Challenge. Quote verbatim the lines of the items below, from the line containing "Locate the green" up to and including the final line of the items.

Record list.

════════════════════

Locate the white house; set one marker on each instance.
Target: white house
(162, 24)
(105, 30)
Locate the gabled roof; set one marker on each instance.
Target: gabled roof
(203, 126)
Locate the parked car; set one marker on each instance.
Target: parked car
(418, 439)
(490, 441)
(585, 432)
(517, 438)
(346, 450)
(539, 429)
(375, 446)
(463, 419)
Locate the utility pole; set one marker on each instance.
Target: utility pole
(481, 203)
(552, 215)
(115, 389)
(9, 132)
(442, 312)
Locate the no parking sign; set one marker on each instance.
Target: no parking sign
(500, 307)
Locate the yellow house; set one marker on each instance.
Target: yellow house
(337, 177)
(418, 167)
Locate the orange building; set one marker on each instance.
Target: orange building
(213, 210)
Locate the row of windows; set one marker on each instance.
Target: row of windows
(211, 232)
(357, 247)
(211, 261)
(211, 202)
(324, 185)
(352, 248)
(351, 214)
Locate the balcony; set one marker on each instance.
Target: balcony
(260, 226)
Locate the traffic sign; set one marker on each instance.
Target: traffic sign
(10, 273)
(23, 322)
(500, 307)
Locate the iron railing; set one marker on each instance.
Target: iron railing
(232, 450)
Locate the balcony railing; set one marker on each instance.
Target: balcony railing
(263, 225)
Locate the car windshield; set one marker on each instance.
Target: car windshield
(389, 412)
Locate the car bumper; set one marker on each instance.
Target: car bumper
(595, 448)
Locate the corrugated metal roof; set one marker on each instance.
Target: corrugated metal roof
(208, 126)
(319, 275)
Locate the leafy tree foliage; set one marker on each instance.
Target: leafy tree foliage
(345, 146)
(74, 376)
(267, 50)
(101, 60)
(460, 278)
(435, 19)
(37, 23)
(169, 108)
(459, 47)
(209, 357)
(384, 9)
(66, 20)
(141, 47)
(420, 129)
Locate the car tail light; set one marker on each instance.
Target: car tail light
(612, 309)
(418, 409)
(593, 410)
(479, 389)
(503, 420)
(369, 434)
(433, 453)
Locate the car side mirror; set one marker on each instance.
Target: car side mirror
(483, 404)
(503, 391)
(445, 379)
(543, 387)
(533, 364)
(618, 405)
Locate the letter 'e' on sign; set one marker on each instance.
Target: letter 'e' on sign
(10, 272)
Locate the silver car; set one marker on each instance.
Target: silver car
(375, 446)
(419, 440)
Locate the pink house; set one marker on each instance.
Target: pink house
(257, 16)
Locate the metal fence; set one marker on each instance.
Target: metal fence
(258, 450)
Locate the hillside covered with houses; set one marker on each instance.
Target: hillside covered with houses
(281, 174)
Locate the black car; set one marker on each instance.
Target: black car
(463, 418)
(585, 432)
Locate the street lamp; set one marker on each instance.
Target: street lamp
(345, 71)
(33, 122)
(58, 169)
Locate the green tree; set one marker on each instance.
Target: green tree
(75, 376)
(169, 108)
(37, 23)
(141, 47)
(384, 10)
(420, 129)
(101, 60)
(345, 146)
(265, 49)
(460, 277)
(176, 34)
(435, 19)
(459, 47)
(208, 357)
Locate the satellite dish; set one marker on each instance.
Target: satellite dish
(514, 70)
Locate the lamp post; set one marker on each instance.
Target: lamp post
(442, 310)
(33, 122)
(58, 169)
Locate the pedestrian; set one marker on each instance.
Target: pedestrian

════════════════════

Output for this exercise.
Locate the green tree; set one marker on each instance.
Target: green tree
(75, 376)
(169, 108)
(37, 23)
(141, 47)
(384, 10)
(420, 129)
(101, 60)
(345, 146)
(265, 49)
(460, 277)
(176, 34)
(435, 19)
(459, 47)
(208, 357)
Locate the satellite dish; set one marker on each instance.
Target: satellite dish
(514, 70)
Locate the lamp post; set one marker on each instance.
Target: lamp post
(442, 310)
(33, 122)
(58, 169)
Locate the pedestrian; set one marker on each instance.
Target: pedestrian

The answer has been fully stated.